EXTRACTED DATA:

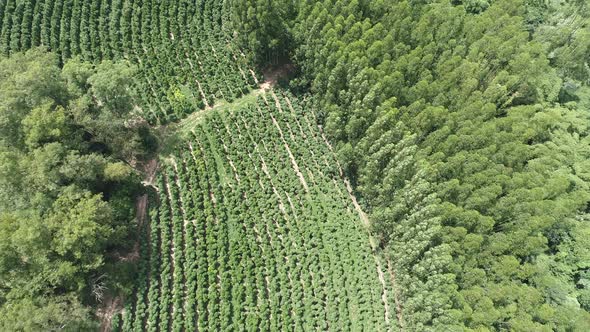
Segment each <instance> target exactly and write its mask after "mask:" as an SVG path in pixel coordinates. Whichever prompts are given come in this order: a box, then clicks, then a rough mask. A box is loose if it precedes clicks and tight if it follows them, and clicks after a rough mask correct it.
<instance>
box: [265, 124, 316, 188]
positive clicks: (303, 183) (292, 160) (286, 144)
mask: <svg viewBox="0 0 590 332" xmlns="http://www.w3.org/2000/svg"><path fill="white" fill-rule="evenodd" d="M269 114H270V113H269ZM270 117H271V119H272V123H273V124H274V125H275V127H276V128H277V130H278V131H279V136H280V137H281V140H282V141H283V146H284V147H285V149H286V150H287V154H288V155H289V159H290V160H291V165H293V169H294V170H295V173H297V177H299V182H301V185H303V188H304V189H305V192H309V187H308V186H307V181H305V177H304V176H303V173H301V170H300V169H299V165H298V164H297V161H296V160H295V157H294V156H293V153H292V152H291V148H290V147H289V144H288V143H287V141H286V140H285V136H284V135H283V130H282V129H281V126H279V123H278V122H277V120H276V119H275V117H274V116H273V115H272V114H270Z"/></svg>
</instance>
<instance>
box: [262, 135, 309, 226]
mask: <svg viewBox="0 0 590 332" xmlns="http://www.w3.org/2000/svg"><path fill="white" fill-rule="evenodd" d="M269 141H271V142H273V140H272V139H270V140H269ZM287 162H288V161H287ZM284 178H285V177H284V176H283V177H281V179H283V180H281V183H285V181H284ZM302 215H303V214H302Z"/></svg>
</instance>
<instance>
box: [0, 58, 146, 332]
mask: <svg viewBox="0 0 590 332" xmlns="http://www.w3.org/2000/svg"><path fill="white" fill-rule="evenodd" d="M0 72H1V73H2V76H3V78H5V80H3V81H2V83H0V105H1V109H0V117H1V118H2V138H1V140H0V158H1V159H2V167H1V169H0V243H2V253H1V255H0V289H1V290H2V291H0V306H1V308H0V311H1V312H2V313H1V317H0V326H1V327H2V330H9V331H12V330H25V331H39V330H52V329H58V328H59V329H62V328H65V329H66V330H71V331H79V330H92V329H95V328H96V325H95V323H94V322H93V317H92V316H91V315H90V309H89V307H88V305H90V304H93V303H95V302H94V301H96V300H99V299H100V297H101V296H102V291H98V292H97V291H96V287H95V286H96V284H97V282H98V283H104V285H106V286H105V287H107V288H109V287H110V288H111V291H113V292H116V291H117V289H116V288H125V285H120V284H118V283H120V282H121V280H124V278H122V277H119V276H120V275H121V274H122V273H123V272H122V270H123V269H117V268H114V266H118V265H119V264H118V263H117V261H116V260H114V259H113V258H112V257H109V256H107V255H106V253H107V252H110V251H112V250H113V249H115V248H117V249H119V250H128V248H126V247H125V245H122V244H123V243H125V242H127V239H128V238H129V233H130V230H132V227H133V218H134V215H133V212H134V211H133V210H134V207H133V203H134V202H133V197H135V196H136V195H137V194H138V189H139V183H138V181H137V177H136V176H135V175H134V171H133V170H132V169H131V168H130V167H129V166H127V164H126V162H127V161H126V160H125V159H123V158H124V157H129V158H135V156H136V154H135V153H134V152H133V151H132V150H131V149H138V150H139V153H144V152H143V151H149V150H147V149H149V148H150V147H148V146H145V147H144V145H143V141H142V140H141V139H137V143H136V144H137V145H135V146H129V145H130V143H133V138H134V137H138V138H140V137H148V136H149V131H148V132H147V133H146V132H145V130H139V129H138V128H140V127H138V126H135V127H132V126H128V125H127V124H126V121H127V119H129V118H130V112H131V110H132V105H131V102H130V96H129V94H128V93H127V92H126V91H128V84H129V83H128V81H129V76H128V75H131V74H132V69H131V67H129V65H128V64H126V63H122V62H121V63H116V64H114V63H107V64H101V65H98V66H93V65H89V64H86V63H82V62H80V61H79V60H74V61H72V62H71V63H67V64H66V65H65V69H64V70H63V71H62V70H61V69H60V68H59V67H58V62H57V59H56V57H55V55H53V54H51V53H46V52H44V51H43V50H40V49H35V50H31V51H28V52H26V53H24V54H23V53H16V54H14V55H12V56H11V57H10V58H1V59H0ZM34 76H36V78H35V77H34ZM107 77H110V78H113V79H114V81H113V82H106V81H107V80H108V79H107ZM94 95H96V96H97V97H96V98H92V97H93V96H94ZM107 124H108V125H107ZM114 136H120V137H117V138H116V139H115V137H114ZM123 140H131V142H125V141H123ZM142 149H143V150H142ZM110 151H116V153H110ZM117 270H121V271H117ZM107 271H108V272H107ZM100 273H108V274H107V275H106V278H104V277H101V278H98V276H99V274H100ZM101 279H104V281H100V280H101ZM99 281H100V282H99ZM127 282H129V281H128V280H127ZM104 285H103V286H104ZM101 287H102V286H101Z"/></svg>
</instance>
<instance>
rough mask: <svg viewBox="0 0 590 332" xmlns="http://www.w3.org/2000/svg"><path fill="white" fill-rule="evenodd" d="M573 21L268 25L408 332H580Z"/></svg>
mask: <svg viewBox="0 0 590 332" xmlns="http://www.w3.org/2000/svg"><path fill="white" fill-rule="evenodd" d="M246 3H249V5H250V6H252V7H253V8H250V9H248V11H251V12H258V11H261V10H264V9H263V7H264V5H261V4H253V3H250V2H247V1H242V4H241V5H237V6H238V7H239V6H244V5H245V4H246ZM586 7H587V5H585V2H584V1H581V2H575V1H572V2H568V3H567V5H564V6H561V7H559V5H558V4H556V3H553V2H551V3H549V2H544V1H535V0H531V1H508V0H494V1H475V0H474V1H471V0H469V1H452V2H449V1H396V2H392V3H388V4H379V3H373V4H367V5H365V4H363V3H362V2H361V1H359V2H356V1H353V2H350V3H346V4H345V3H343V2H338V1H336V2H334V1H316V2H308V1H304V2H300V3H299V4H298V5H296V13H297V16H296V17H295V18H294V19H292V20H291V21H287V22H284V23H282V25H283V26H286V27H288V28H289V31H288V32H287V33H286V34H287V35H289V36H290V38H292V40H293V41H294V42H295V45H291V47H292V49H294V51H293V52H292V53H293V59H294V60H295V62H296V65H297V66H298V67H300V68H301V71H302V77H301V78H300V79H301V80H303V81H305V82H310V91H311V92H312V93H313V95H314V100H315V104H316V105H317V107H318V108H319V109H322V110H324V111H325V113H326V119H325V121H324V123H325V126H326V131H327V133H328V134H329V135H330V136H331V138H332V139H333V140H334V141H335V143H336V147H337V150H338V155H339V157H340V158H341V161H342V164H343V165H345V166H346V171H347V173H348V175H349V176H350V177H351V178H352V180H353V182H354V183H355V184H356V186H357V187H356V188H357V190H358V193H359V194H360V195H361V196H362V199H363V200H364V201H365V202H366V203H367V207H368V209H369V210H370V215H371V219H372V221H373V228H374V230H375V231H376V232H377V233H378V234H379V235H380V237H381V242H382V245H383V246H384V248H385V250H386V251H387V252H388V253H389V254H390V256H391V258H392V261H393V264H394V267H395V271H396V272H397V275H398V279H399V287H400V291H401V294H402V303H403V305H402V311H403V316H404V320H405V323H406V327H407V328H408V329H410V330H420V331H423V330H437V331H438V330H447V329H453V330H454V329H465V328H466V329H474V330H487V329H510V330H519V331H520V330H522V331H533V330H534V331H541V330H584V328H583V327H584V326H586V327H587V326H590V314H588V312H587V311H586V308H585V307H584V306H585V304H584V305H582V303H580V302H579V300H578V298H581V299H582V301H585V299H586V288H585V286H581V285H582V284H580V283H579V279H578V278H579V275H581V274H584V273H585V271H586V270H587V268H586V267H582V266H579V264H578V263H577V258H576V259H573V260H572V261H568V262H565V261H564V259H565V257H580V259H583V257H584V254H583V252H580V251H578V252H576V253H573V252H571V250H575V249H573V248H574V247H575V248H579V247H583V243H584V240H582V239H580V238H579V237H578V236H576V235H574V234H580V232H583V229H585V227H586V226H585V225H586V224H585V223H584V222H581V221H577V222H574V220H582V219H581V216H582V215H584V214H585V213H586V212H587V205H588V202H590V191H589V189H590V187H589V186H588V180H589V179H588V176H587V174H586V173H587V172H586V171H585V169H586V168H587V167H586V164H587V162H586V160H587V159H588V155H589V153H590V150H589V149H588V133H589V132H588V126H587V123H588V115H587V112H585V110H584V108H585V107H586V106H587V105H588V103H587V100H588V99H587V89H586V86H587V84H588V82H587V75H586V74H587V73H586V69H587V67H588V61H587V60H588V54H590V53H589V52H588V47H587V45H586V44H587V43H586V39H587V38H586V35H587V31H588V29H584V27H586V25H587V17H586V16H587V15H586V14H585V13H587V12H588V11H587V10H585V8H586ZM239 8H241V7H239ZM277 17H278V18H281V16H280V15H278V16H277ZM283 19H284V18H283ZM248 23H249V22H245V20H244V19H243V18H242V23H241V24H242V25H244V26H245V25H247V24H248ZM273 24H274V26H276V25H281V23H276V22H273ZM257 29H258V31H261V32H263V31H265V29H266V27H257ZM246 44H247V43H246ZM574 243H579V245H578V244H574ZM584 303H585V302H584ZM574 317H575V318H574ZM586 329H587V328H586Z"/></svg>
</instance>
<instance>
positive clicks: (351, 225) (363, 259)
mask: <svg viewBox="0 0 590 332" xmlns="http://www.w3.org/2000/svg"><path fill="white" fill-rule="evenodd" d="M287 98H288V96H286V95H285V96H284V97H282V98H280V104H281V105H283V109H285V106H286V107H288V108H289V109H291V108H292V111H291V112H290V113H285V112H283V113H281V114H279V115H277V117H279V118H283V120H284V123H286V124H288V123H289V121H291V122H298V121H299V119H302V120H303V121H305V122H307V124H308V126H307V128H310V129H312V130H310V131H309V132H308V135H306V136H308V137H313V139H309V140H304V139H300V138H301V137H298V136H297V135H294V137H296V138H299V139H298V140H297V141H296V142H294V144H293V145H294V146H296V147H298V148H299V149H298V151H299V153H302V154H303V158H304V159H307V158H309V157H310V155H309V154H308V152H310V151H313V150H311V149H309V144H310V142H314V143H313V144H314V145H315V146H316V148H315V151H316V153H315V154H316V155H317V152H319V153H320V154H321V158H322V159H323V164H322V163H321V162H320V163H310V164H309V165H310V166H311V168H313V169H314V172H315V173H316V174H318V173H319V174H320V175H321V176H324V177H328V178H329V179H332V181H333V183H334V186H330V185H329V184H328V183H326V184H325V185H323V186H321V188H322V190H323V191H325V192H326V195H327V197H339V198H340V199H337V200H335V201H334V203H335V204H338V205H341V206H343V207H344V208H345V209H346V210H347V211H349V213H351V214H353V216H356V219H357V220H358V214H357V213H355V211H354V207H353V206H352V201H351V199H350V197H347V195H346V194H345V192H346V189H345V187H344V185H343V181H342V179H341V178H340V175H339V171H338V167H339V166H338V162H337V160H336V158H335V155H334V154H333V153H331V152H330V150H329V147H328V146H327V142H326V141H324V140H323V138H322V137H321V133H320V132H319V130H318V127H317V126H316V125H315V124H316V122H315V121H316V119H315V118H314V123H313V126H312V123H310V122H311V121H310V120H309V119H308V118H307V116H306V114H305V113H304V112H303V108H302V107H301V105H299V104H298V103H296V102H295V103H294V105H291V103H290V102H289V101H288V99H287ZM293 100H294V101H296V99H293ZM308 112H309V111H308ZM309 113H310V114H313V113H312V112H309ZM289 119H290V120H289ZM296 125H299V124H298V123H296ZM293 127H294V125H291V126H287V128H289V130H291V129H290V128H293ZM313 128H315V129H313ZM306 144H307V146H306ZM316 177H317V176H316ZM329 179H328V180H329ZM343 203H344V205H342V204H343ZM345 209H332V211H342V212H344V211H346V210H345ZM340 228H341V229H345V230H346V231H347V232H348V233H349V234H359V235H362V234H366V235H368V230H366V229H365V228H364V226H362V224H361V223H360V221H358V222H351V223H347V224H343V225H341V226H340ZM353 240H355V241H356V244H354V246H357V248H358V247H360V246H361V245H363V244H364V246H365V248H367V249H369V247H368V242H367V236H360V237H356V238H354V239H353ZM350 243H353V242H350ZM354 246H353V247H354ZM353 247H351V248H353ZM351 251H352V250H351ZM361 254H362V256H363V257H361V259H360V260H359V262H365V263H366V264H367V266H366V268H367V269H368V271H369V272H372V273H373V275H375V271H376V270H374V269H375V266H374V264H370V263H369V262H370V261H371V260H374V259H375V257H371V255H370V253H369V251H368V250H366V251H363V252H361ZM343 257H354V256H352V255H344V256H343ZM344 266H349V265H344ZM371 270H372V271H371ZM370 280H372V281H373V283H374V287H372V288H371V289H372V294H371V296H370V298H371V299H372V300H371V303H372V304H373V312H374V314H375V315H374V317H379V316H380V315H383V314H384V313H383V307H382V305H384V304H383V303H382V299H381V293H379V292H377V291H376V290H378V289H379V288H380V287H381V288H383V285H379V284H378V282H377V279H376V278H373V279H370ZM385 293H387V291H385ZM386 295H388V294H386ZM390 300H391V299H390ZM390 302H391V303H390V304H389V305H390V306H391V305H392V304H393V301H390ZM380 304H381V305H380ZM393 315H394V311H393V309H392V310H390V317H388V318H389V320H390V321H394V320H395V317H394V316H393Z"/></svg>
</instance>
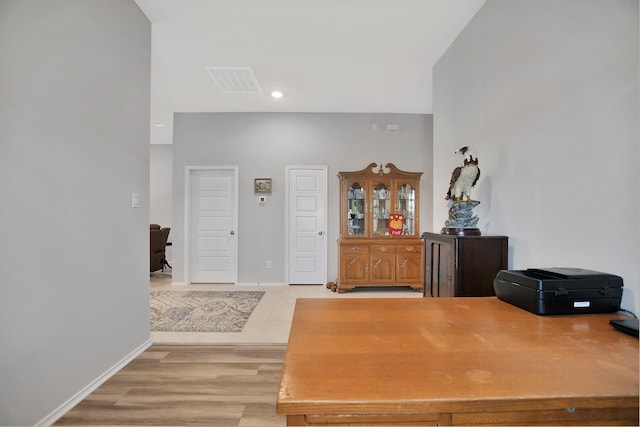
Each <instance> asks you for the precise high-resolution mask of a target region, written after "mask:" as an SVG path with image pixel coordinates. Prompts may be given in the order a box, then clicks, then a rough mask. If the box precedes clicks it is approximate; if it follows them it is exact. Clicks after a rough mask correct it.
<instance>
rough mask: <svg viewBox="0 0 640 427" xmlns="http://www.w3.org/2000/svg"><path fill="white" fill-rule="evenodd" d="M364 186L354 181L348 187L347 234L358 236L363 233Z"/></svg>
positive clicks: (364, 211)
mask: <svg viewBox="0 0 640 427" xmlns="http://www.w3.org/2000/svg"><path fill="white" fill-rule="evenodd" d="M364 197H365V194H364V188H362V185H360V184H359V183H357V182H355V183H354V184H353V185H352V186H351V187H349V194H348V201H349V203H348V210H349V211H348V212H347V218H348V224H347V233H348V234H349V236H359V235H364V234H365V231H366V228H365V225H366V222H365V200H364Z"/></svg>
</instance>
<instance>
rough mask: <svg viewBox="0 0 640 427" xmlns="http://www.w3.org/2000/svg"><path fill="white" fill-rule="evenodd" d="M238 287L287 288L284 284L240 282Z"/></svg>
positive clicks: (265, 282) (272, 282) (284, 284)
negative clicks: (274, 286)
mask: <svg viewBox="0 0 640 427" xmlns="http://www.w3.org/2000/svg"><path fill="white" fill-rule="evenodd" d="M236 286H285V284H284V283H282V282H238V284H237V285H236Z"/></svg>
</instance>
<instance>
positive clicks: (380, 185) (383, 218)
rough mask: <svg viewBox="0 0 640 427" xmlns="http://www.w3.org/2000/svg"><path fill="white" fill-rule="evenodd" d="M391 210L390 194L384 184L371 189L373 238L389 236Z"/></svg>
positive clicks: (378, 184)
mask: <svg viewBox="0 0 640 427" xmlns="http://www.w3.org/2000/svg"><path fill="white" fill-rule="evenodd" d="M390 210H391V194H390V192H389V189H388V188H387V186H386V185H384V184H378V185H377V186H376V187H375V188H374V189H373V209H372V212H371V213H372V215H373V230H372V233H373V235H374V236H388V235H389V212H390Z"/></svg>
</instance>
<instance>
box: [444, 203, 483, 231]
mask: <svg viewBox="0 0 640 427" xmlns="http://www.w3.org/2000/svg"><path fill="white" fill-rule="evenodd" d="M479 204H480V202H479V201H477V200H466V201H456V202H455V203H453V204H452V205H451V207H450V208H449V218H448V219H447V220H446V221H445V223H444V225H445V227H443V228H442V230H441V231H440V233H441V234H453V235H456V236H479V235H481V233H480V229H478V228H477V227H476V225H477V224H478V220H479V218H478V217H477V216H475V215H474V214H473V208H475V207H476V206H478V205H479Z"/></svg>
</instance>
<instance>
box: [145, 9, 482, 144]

WORK INSTRUCTIONS:
Scan the entries for the word "correct". Report each line that has it.

RESULT:
Segment each <instance> target exactly and write its mask after "mask:" as an SVG path in pixel coordinates. Whichever prompts are given come in this order: a box, then clicks, then a rough mask. A box is loose if it precedes clicks and tight if it follows them, and clicks after a rough mask correct it.
Each <instance> asks you for the precise high-resolution mask of a target region, written after "mask:" as an SVG path with image pixel coordinates. Prompts may be given in the order a box, then clicks, then a rough mask. If the box precedes clicks it is approximate; if it follows them it is exact. Clicks after a rough mask correct it.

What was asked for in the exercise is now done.